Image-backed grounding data
..........

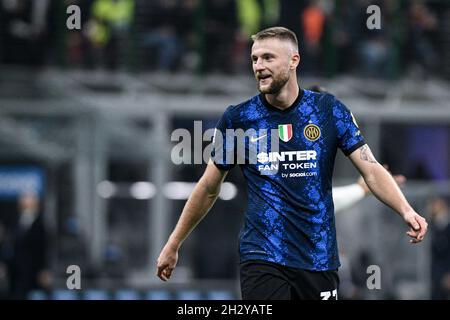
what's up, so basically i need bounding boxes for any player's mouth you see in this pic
[257,74,272,84]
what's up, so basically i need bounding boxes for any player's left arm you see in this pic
[348,144,428,243]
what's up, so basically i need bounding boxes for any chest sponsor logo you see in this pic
[304,124,321,141]
[278,124,293,142]
[257,150,318,178]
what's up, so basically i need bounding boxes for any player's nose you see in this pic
[254,59,265,72]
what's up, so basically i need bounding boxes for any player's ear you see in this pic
[290,52,300,70]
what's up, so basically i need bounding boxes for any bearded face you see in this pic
[251,38,297,95]
[256,65,291,94]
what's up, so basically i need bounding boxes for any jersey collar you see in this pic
[259,87,304,113]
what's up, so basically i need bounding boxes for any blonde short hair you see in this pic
[251,27,299,51]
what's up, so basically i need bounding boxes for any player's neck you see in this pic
[265,79,299,110]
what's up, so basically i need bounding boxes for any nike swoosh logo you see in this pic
[250,134,268,143]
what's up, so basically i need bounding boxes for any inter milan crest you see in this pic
[278,124,293,142]
[303,124,321,141]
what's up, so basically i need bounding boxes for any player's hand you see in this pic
[156,243,178,281]
[403,210,428,244]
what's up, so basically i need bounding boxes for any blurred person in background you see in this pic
[234,0,279,73]
[64,0,94,68]
[85,0,134,70]
[0,0,50,66]
[334,174,406,214]
[407,1,438,78]
[203,0,238,74]
[157,27,428,300]
[333,162,406,300]
[300,0,326,75]
[0,223,9,299]
[428,197,450,299]
[355,0,389,78]
[141,0,195,72]
[3,192,51,299]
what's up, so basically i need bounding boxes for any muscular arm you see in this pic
[349,144,428,243]
[156,161,228,281]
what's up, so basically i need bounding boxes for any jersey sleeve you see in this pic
[211,106,237,171]
[332,98,366,156]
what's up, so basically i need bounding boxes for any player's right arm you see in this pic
[156,161,228,281]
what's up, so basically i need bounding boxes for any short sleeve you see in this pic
[211,106,237,171]
[332,98,366,156]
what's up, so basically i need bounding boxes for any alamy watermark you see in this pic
[366,264,381,290]
[171,121,280,165]
[66,264,81,290]
[366,5,381,30]
[66,5,81,30]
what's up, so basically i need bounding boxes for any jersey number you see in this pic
[320,289,337,300]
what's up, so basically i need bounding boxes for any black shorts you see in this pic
[240,260,339,300]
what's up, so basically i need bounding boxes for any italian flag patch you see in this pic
[278,124,293,142]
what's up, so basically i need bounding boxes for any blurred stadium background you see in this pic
[0,0,449,300]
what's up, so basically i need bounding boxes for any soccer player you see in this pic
[156,27,428,300]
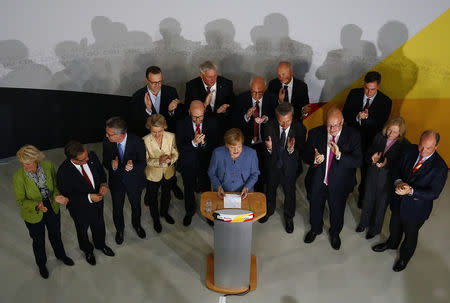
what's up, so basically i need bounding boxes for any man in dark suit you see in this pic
[343,71,392,207]
[57,140,115,265]
[130,65,184,200]
[260,102,306,233]
[303,107,362,250]
[185,60,234,138]
[103,117,146,244]
[372,130,447,272]
[267,61,311,121]
[176,100,219,226]
[233,76,278,192]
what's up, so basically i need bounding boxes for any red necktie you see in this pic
[325,135,336,185]
[412,155,424,174]
[253,100,260,142]
[80,165,94,189]
[363,98,371,111]
[196,124,201,135]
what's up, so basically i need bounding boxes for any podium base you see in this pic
[206,253,257,294]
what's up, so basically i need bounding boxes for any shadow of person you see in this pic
[190,18,242,78]
[51,40,91,91]
[316,24,378,102]
[0,39,52,89]
[375,21,418,118]
[153,17,201,98]
[86,16,153,95]
[263,13,313,81]
[244,25,278,81]
[219,53,252,94]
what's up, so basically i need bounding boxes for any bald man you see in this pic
[233,76,278,192]
[176,100,219,226]
[372,130,447,272]
[268,61,311,121]
[303,107,362,250]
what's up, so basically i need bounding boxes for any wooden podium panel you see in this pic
[200,192,267,221]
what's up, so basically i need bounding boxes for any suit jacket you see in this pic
[176,115,219,174]
[208,145,260,192]
[304,125,362,197]
[267,77,309,121]
[143,131,179,182]
[263,119,307,178]
[130,85,183,136]
[56,151,107,222]
[233,91,278,146]
[102,133,146,192]
[364,132,407,175]
[185,76,234,115]
[391,146,448,222]
[13,161,61,224]
[342,88,392,150]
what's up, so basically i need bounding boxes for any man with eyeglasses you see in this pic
[57,140,115,266]
[343,71,392,208]
[130,65,184,200]
[303,107,362,250]
[233,76,278,193]
[102,117,146,245]
[176,101,219,226]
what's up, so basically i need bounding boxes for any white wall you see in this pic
[0,0,447,100]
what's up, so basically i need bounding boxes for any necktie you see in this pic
[277,128,287,168]
[253,100,260,143]
[206,86,211,94]
[283,85,289,102]
[118,143,124,162]
[363,98,371,111]
[412,155,424,174]
[196,124,201,135]
[325,135,336,185]
[80,165,94,188]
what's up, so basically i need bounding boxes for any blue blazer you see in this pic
[208,145,260,192]
[391,146,448,222]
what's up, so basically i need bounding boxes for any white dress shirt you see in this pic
[203,81,217,110]
[70,160,96,203]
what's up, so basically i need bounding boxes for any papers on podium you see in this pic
[223,194,241,209]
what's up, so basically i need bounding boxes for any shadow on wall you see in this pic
[375,21,418,118]
[0,40,52,89]
[316,24,378,102]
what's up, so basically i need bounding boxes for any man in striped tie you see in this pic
[372,130,448,272]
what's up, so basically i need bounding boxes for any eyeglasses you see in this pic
[148,80,162,85]
[105,132,118,137]
[327,123,342,130]
[251,90,265,96]
[192,115,204,120]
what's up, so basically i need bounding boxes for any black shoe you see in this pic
[59,256,74,266]
[393,259,408,272]
[183,215,193,226]
[285,218,294,234]
[207,219,214,226]
[372,242,394,252]
[164,214,175,224]
[365,232,376,240]
[258,215,269,223]
[330,235,341,250]
[85,252,96,266]
[304,230,320,243]
[101,246,115,257]
[134,225,146,239]
[39,266,49,279]
[154,220,162,233]
[355,225,365,233]
[172,185,184,200]
[115,231,124,245]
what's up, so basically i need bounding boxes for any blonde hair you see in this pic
[382,116,406,140]
[224,128,244,146]
[16,145,44,164]
[145,114,168,130]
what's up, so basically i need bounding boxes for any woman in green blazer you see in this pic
[13,145,74,279]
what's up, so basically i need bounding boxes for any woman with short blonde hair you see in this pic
[357,116,408,239]
[13,145,74,279]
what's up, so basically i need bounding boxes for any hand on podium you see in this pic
[217,186,225,199]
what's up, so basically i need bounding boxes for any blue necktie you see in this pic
[118,143,124,162]
[277,128,286,169]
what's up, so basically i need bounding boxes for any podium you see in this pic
[200,192,266,294]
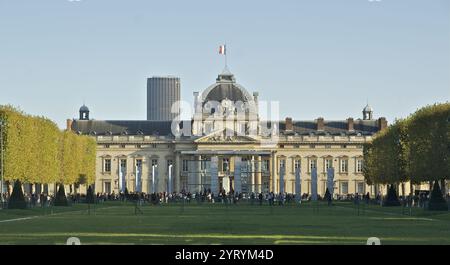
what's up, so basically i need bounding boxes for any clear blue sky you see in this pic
[0,0,449,128]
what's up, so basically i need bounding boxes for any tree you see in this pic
[364,103,450,198]
[408,103,450,190]
[363,119,409,190]
[324,188,332,206]
[8,180,27,209]
[54,184,68,206]
[86,185,95,204]
[383,185,401,207]
[0,105,97,191]
[428,181,448,211]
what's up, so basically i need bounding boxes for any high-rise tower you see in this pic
[147,76,180,121]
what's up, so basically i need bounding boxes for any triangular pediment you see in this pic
[195,129,258,143]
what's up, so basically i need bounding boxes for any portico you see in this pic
[179,150,271,195]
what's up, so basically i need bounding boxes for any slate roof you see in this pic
[72,120,176,136]
[264,119,379,136]
[72,119,380,136]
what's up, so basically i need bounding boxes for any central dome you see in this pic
[201,69,254,106]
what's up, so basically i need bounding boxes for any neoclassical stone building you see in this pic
[68,70,388,197]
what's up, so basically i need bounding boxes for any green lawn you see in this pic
[0,201,449,245]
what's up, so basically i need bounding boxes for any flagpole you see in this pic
[225,43,228,69]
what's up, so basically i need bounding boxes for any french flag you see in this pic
[219,45,226,55]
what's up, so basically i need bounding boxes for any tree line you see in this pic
[363,102,450,196]
[0,105,96,192]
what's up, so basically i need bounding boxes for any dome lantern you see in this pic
[79,104,90,120]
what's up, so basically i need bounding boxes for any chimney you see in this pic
[347,117,354,132]
[66,119,73,131]
[378,117,388,131]
[285,117,293,131]
[316,117,324,131]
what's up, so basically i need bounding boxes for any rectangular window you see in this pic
[341,182,349,194]
[120,159,127,170]
[279,159,286,172]
[182,159,189,172]
[151,159,158,167]
[340,159,348,173]
[104,159,111,173]
[104,182,111,194]
[357,182,365,194]
[356,159,363,173]
[309,158,317,172]
[294,159,301,170]
[222,158,230,172]
[136,159,142,169]
[262,160,270,172]
[201,160,208,171]
[325,158,333,170]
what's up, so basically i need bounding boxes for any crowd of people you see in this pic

..........

> REQUIRED WORK:
The answer is the line with "what's up, so basically i need bounding boxes for any dome" plus every line after it, printed exactly as they appear above.

> WRITTEN SOLUTION:
what's up, so basically i need bounding boxes for any dome lantern you see in this pic
[79,104,90,120]
what's up, so basically i need bounding boxes for any chimney you see in this pic
[347,117,354,132]
[66,119,73,131]
[378,117,388,131]
[285,117,293,131]
[316,117,324,131]
what's up, so basically i need bounding boxes for any rectangular window you see in this pic
[341,182,349,194]
[120,159,127,170]
[279,159,286,172]
[182,159,189,172]
[151,159,158,167]
[340,159,348,173]
[104,159,111,173]
[104,182,111,194]
[357,182,365,194]
[356,159,363,173]
[309,158,317,172]
[294,159,301,170]
[222,158,230,172]
[136,159,142,169]
[262,160,270,172]
[201,160,208,171]
[325,158,333,170]
what's up, so basically i need bounding boxes for any crowd of people you see in this pic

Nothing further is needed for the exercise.